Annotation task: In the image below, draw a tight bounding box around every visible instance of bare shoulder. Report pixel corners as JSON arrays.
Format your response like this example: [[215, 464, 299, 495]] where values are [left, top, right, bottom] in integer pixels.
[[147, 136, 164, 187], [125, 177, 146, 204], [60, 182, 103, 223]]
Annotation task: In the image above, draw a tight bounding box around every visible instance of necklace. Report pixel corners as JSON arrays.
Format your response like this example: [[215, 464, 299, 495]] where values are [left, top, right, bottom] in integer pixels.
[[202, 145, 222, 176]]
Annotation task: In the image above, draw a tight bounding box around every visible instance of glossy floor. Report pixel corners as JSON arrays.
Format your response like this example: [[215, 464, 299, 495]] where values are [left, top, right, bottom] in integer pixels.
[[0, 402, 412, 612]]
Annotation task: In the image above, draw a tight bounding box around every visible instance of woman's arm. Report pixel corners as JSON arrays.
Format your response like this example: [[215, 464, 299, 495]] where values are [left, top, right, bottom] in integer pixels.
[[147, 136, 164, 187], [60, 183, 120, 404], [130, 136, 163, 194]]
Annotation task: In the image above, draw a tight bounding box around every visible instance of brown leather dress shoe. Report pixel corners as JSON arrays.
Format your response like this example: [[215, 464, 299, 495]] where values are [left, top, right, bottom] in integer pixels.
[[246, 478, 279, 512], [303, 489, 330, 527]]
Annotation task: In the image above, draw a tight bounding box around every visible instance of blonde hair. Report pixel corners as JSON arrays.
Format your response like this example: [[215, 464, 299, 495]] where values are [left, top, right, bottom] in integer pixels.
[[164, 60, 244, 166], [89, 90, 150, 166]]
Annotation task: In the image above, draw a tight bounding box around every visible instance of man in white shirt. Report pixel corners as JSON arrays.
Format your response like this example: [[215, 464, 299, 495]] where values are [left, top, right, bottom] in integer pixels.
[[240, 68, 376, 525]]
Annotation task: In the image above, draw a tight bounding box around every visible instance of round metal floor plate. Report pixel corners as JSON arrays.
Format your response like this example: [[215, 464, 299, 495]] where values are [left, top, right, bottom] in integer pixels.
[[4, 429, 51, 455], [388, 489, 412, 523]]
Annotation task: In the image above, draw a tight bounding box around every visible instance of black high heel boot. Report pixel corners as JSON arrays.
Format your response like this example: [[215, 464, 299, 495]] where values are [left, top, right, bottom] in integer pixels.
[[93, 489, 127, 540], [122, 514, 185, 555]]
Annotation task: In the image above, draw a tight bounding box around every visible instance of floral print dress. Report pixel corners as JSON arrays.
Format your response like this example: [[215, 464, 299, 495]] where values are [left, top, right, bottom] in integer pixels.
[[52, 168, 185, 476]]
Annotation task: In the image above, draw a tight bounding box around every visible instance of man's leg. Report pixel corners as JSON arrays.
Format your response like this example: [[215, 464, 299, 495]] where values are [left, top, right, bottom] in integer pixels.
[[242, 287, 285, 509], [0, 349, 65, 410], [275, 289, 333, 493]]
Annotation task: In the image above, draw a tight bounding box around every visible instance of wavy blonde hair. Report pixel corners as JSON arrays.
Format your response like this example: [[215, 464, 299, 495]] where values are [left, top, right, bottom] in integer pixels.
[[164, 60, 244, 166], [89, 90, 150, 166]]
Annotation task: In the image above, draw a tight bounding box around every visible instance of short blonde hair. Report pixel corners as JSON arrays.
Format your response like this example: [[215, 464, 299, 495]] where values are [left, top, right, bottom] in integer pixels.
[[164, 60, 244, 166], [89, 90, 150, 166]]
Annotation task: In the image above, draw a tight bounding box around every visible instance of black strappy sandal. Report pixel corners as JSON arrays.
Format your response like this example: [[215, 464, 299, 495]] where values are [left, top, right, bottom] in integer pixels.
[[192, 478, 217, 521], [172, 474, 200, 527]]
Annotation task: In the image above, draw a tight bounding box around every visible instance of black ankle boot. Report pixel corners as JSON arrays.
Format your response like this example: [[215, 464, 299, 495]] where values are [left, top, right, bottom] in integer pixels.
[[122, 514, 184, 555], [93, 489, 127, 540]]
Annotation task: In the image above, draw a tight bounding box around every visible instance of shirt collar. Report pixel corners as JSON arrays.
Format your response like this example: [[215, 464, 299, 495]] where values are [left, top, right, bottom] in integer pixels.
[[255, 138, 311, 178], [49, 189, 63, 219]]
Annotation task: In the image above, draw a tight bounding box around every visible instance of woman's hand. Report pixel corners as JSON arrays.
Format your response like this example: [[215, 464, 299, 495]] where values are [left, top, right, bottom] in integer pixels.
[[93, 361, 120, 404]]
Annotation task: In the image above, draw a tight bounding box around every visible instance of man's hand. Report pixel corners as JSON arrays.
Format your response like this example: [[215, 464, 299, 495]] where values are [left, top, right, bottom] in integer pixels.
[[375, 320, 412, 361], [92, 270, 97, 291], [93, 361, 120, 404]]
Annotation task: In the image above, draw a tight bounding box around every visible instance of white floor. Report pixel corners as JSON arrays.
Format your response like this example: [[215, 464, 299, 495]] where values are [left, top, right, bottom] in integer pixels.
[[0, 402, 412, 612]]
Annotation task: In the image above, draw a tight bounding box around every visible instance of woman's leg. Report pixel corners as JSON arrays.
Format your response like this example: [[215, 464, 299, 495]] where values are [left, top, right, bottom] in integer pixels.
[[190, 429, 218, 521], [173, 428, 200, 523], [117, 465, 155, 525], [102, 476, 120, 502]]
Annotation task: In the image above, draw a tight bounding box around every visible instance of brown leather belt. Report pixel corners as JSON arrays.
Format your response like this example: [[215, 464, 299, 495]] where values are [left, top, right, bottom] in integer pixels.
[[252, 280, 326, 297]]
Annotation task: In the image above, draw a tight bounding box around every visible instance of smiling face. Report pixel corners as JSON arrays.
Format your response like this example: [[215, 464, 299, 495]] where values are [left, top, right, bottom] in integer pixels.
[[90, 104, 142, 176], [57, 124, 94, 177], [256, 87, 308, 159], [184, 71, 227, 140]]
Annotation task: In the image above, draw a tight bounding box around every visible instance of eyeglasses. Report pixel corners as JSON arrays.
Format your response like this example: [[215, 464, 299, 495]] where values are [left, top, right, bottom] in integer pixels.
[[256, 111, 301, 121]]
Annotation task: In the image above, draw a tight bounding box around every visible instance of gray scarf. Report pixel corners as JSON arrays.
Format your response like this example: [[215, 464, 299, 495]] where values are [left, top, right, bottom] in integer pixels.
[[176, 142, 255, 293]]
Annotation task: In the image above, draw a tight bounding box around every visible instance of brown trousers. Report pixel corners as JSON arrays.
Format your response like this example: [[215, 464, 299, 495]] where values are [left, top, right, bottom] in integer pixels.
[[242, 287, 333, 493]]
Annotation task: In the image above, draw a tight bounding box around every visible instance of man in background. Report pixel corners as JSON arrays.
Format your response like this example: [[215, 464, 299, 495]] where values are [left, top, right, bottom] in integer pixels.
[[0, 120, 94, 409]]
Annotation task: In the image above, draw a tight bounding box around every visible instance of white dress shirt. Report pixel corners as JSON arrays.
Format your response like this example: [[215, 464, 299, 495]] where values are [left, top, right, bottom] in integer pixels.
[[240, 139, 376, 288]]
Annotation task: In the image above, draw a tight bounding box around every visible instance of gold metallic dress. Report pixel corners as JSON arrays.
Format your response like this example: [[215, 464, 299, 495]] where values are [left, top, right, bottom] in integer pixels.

## Description of the task
In the lines from the one with "background. Report pixel corners as JSON arrays." to the one with "[[240, 139, 376, 288]]", change "tight" to "close-fitting" and return only those lines with nothing else altered.

## Reply
Annotation task: In the image above, draw a close-fitting bounding box around every visible instance of man in background. Report pixel corners as JSON arrays.
Format your response like this example: [[215, 464, 299, 495]] where values are [left, top, right, bottom] in integer pixels.
[[0, 120, 94, 409]]
Annotation task: In the image above, draw a close-fitting bounding box around every visible instance of white dress shirt. Report pixel corners as JSON arrays.
Format your response like this example: [[215, 464, 299, 495]] where values are [left, top, right, bottom] in integer pixels.
[[240, 139, 376, 288]]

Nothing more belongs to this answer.